━━━━━ THE INPUT ━━━━━

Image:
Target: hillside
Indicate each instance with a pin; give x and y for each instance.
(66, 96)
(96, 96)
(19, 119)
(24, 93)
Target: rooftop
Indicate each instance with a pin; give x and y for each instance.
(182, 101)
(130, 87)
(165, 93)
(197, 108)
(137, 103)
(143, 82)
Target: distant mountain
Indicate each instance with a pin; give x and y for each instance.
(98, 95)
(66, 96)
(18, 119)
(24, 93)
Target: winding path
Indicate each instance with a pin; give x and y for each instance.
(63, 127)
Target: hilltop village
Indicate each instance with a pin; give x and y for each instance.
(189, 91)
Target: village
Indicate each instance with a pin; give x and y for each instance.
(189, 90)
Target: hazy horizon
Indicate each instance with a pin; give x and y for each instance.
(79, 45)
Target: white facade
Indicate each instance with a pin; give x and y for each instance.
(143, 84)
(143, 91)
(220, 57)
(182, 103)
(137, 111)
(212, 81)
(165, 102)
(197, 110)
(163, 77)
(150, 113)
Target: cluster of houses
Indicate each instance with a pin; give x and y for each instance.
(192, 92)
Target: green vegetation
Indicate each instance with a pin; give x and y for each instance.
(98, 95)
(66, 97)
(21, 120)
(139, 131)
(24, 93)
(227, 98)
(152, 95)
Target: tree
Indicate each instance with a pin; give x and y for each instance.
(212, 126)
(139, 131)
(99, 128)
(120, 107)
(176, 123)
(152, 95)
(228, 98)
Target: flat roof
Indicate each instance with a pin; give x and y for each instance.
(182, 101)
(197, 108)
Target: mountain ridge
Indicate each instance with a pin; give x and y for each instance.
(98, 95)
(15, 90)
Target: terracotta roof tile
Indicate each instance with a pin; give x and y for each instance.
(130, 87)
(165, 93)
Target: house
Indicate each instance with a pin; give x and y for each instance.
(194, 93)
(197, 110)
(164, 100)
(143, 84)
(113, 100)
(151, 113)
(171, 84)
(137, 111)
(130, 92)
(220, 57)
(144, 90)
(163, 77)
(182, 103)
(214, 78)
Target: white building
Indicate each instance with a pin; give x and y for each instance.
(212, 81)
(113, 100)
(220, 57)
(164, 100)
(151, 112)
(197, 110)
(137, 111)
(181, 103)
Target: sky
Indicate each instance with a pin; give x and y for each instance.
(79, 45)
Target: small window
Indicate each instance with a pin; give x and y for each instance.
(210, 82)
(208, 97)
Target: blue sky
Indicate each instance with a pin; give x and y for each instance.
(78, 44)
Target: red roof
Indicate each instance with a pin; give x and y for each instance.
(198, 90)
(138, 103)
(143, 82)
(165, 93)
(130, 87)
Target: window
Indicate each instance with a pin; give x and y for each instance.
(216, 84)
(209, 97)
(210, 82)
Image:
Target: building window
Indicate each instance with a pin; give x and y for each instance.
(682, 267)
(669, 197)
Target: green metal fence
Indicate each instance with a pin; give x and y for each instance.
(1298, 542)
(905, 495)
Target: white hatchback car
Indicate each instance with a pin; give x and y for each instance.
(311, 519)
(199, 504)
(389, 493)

━━━━━

YOUR GOAL —
Output each record precisely as given.

EXERCISE OUTPUT —
Image:
Target: hillside
Indicate each instance with a pin; give x and y for each instance.
(66, 96)
(96, 96)
(19, 119)
(24, 93)
Target: rooftop
Indicate each instance with a pin; give x and y for each instance.
(182, 101)
(130, 87)
(165, 93)
(197, 108)
(137, 103)
(143, 82)
Target: distant mountain
Indicate each instance with a pin; give x and y for each instance.
(98, 95)
(66, 96)
(18, 119)
(24, 93)
Target: winding path
Indicate each instance with a pin; give x and y for each instance.
(63, 127)
Target: hilltop village
Indicate each instance with a pin; give x and y for each instance.
(189, 91)
Target: village
Indicate each instance with a pin; give x and y for each instance.
(189, 90)
Target: hazy horizon
Indicate each instance with a pin; give x and y for each instance.
(79, 45)
Target: white facade
Indicate each instance with a pin; give x and y for each instance.
(143, 84)
(143, 91)
(220, 57)
(182, 103)
(137, 111)
(212, 81)
(165, 102)
(197, 110)
(163, 77)
(150, 113)
Target: cluster of houses
Indicate each instance with a pin; give x and y for each instance.
(192, 92)
Target: green vegetation
Indicate each instance with a pin; give x and y for each instance.
(98, 95)
(66, 97)
(21, 120)
(139, 131)
(24, 93)
(227, 98)
(152, 95)
Target: tree
Indicate each instance with a pin; give x and y for each instance.
(212, 126)
(139, 131)
(99, 128)
(120, 107)
(176, 123)
(152, 95)
(228, 98)
Target: flat roof
Indicate each instance with a pin; give x and y for each instance.
(182, 101)
(197, 108)
Target: mountain ridge
Indicate each instance with a pin; give x and y for each instance.
(98, 95)
(15, 90)
Target: terracotta roof tile
Indicate each instance with a pin; give x and y for each instance.
(130, 87)
(165, 93)
Target: house
Indicate each instance with a pin; give x and y for each instance.
(194, 93)
(197, 110)
(164, 100)
(143, 84)
(113, 100)
(151, 113)
(171, 84)
(137, 111)
(130, 92)
(220, 57)
(144, 90)
(163, 77)
(182, 103)
(214, 78)
Target: white building
Indicate each instance with a pin; give x and y for each instance.
(212, 81)
(113, 100)
(220, 57)
(164, 100)
(151, 112)
(197, 110)
(137, 111)
(181, 103)
Target: sky
Indicate each instance with a pin; give x and y for each instance.
(79, 45)
Target: small window
Indicate each instance with a pin; give x and y for each instance.
(210, 82)
(208, 97)
Target: blue sky
Indicate each instance with a pin; give x and y for each instance.
(78, 44)
Target: red roof
Indicate each instance with a pin; give x and y for each instance.
(198, 90)
(138, 103)
(143, 82)
(165, 93)
(130, 87)
Target: window
Indicate each instance with a pin; give x and y for each instance.
(216, 84)
(209, 97)
(210, 82)
Image:
Target: building window
Indicate each instance with a pin; give x and y for each instance.
(682, 267)
(669, 197)
Target: green metal fence
Indicate each instance with a pin; give x and y for each instance.
(1298, 542)
(905, 495)
Target: white hatchback car
Indicate each instance with a pin; give x and y for each instance.
(311, 519)
(199, 504)
(389, 493)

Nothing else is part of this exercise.